BEGIN Data for this task

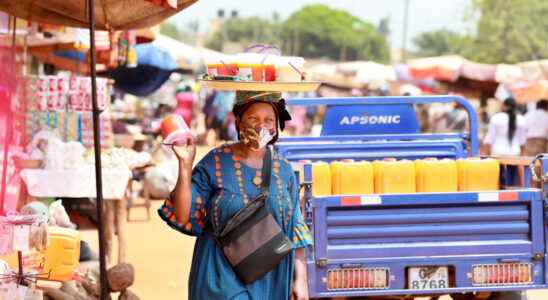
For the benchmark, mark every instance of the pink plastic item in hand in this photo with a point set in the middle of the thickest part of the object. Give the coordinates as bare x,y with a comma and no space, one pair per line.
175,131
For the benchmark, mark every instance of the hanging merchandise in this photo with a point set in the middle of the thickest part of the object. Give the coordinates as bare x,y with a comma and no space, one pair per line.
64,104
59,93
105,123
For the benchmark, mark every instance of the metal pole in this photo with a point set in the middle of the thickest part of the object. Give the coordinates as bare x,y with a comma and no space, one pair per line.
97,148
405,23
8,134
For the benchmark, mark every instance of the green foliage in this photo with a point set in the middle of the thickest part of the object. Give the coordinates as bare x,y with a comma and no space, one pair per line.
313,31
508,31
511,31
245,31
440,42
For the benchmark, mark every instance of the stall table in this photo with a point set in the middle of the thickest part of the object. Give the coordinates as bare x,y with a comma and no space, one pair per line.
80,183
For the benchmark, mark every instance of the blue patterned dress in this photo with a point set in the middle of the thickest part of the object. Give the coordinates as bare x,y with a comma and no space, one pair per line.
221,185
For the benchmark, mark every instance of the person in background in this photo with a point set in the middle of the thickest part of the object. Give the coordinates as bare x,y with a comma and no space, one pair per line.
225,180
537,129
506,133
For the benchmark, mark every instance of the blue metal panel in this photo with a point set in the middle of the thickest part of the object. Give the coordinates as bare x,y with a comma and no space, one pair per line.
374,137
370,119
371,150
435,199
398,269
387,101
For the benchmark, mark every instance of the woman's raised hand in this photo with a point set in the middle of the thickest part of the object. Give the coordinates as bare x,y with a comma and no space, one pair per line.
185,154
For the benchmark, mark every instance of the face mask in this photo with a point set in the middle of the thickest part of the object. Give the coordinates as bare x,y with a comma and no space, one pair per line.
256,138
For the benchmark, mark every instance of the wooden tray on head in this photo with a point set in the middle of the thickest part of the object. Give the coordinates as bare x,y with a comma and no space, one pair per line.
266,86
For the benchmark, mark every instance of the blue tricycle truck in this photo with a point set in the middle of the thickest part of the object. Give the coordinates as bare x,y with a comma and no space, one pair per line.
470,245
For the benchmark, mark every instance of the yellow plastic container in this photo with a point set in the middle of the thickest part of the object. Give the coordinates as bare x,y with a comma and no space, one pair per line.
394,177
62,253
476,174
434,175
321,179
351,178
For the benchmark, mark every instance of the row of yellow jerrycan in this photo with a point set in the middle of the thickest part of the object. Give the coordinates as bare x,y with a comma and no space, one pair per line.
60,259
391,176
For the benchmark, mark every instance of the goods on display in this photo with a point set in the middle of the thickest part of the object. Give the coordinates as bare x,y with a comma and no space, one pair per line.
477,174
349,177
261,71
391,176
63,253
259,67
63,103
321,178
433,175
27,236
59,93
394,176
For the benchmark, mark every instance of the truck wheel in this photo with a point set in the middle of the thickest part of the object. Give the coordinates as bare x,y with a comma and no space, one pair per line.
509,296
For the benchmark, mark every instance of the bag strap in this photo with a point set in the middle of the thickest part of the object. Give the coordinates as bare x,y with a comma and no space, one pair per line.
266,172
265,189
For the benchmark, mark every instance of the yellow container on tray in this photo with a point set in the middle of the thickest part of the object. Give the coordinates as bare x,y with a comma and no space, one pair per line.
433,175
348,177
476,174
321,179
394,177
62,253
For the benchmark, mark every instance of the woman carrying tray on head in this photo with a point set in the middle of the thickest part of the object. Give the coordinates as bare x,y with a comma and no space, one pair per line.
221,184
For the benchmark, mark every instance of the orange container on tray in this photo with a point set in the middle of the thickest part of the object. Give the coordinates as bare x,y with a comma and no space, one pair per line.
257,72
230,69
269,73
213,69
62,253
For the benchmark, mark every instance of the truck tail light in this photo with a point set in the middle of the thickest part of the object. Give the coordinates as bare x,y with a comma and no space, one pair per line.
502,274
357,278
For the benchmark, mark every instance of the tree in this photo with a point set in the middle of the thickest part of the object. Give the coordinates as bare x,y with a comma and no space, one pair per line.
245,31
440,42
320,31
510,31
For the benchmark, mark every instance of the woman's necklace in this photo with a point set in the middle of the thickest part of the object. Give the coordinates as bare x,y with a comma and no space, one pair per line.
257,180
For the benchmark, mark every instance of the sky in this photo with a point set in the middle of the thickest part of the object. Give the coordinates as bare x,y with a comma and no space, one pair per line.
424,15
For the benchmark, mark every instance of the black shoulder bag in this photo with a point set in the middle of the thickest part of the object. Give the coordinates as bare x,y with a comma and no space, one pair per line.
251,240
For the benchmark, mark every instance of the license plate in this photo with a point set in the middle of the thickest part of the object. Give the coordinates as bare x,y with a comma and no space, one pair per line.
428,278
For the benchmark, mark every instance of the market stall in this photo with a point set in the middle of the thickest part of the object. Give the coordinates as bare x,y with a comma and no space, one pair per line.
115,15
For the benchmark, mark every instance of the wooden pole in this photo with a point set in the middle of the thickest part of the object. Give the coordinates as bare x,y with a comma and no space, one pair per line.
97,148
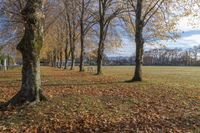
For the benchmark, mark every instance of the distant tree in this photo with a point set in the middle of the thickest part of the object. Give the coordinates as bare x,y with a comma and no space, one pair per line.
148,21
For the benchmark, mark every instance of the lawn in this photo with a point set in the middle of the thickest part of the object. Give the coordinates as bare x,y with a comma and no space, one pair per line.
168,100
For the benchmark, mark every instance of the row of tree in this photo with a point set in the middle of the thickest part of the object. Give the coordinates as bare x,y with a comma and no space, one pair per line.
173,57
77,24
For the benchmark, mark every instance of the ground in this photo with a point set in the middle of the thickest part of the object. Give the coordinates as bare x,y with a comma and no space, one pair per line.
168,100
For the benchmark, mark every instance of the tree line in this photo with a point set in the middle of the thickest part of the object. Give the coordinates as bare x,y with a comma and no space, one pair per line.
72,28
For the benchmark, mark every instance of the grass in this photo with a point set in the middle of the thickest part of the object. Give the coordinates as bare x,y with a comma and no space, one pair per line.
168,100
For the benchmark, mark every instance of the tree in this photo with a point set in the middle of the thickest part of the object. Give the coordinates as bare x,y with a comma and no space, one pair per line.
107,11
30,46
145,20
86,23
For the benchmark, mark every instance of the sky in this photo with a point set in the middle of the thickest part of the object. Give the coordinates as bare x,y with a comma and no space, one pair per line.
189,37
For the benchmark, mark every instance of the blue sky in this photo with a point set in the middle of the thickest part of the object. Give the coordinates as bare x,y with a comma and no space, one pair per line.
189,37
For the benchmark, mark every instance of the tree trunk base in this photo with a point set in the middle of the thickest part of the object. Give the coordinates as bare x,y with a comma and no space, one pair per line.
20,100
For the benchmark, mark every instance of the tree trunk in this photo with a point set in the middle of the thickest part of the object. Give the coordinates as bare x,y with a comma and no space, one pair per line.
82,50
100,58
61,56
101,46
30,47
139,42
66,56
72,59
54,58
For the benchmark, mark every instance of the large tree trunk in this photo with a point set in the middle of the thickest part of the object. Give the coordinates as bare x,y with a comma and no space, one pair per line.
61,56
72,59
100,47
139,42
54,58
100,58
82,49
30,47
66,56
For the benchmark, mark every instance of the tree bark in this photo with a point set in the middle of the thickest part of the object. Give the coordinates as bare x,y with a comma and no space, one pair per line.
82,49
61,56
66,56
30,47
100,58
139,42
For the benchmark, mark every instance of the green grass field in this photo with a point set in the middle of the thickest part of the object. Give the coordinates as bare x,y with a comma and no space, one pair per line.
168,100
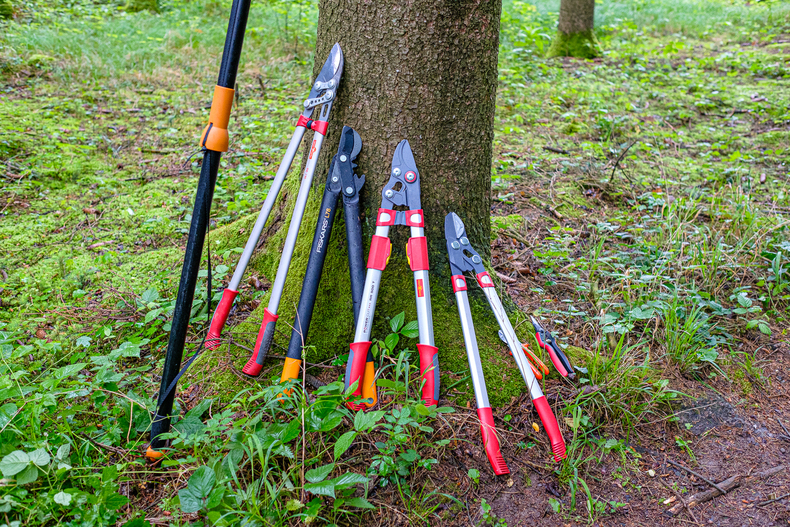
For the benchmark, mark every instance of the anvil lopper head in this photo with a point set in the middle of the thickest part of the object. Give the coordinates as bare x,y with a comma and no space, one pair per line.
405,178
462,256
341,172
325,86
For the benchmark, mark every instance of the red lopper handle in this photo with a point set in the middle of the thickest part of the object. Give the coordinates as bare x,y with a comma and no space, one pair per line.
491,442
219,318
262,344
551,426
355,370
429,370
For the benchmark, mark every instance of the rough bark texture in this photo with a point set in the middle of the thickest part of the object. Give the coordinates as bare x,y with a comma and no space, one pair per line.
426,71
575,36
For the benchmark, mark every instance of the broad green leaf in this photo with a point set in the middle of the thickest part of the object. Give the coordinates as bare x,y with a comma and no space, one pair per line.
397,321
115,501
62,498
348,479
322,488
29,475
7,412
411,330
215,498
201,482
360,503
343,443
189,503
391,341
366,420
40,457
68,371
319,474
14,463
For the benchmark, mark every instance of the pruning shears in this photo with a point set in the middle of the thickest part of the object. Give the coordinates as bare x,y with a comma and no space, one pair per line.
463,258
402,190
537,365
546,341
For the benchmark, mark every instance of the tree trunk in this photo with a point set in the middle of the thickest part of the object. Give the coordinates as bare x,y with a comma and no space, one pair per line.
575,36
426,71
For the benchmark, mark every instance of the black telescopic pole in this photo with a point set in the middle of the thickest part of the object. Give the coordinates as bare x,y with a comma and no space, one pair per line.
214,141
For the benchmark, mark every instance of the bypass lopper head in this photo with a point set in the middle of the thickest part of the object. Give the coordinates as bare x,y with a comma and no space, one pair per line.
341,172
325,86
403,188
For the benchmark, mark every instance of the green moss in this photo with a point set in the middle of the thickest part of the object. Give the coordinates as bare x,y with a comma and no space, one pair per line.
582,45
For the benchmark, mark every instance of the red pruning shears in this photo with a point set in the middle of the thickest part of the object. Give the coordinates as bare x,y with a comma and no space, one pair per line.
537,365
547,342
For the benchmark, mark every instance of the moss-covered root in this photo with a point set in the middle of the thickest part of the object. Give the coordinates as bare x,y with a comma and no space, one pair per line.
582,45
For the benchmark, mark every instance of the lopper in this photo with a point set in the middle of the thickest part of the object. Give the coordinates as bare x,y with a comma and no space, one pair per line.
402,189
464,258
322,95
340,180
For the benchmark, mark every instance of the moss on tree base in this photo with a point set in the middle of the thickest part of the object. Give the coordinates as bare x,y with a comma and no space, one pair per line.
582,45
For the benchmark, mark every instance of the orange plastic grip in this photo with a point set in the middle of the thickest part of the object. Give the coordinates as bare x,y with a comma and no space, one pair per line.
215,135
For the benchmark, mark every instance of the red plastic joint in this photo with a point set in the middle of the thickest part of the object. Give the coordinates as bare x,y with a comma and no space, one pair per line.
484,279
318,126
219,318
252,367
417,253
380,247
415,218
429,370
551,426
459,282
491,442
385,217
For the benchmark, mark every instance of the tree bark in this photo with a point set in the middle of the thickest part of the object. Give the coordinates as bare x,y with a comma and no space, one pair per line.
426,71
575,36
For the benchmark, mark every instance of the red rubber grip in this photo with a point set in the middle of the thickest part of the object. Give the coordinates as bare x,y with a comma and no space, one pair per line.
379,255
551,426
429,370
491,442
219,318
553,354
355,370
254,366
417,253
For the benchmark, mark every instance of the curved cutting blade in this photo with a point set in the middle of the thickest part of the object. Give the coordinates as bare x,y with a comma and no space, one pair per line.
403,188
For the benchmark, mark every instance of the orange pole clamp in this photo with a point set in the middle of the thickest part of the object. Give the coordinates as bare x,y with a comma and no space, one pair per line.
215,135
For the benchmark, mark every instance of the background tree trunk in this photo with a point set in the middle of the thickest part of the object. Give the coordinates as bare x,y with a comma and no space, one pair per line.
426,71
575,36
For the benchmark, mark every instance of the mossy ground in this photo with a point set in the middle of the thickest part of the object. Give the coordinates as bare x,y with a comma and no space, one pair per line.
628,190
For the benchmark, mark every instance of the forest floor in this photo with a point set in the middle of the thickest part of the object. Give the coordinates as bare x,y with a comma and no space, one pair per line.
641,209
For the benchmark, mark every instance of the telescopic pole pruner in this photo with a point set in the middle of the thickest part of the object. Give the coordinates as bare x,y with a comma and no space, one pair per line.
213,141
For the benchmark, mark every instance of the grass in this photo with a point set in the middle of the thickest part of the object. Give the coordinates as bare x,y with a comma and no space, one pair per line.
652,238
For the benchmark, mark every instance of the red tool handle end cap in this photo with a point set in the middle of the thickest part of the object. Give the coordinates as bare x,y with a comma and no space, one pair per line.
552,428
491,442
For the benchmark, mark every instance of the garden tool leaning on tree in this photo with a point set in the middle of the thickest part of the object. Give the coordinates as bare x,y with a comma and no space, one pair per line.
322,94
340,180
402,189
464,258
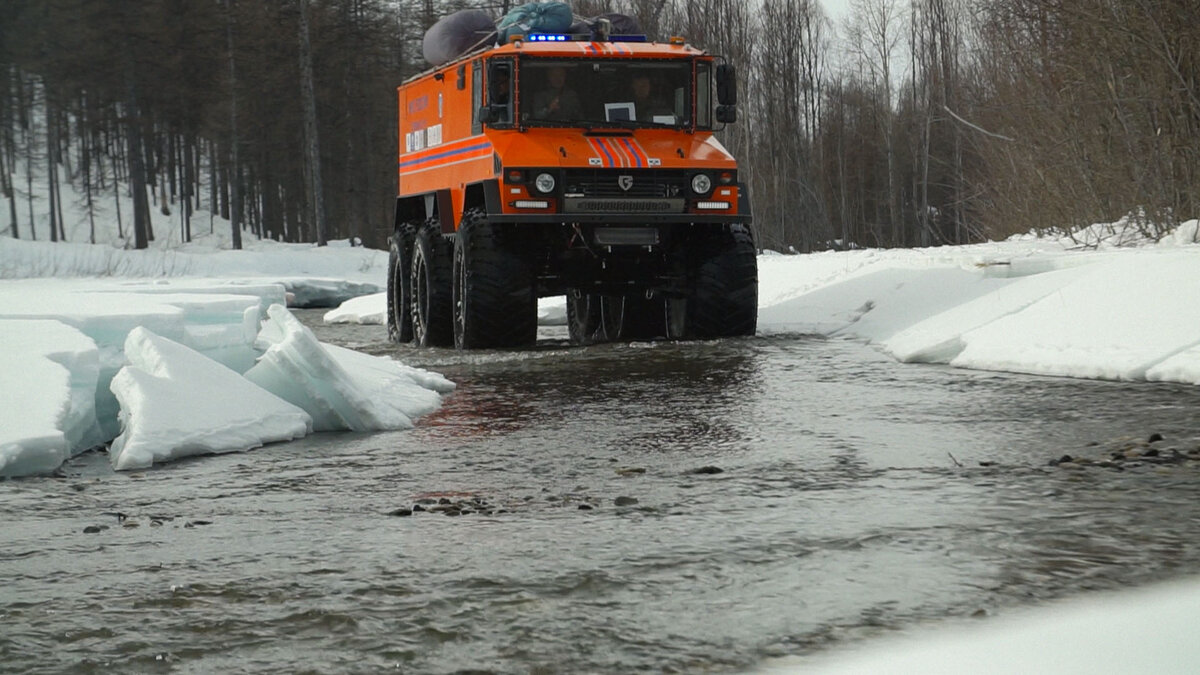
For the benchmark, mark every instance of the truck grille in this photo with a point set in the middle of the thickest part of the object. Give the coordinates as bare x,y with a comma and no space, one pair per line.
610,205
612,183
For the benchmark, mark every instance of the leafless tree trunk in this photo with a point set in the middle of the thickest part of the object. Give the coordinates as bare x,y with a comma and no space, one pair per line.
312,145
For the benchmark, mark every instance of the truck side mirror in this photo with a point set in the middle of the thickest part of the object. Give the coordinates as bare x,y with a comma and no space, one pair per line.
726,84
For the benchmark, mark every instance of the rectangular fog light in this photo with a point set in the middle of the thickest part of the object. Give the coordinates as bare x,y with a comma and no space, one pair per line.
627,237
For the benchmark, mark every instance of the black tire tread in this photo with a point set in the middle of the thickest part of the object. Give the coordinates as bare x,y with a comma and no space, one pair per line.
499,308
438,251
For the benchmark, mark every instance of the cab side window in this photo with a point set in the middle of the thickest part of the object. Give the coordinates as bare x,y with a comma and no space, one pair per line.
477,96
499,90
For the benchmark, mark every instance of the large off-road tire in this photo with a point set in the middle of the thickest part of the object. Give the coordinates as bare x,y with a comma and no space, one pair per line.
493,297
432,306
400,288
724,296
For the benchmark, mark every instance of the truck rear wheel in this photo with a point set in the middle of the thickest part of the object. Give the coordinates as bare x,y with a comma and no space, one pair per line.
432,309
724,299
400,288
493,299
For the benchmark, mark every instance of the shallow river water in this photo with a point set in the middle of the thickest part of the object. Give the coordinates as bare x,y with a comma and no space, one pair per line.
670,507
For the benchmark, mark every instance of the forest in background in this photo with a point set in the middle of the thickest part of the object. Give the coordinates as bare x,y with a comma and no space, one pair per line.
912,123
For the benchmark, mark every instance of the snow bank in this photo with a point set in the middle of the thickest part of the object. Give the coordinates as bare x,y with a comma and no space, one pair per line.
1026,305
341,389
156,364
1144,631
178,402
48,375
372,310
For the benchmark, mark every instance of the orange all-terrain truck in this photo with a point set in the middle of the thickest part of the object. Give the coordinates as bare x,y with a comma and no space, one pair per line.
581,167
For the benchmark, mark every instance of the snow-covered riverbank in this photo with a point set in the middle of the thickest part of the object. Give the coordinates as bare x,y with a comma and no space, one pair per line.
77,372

END Data for this task

> **Goal**
Everything from the line with "For the benchmark, mark every instance of the black tire" to the end of the listing above needs to be duplicated exactly, both end lines included, with nothing more.

> **Answer for this exercise**
For the benchmark, mark every instance of the black tire tread in this photo with a point set in the middle of the thickest part of the object. Give the coordinates as bare x,y with a comma and no space, one pair per line.
499,308
438,251
For the benchmark, mark every instance of the cab side window in this photo with a point set in the middle of the thickest part of the object. Give the coordinates as bare x,y with a comma and no space, one pair per line.
477,96
499,90
For the benchmark, mark every instance of the large off-road tire in this photo with a point set in the middle of the thickest part of the object. Give the coordinates as bare x,y with a comma and no space, one pair per line.
493,297
432,306
400,288
724,296
For the benchmark, mark every instance of the truck rear wheel in this photo with a point set in the middle of the thickest part of the object. Give the coordinates as bare x,y with a comma and no space, one pair per line.
432,309
724,299
400,288
493,299
For the benchmark, mark every instance of the shallow river water in this photo with a point set in the middle of the thickest part of the object. Give the coordinates as bare x,y with a comma and no space, one pair per line.
670,507
For the benchmark, mark every instance of the forest in background in this photo with a point set in the middle of the thickest part of the object. Give the coordinates as bare x,y with a comma and no space, one pair per line.
912,123
For the benchmark, mark every instance of the snow bank in this photo with a point set in the middle of the thickest part of the object. Give the coordinates as bare x,y with a comma and no space, one pair per line.
1026,305
341,389
156,364
1144,631
178,402
48,375
372,310
For the benchmark, mark every instance of the orange all-terrain truck in this photo with a point set in the middle of the thickest part of the object. Give the coordinates as bare x,y with a comma and no space, one pair per line.
581,167
For the benchmark, mark every instance of the snow-covered riverbank in this photo with a point set in the middle of the thickest part of the object. Give the coordinates as bare x,y with a comma and no space, one pair per line.
77,372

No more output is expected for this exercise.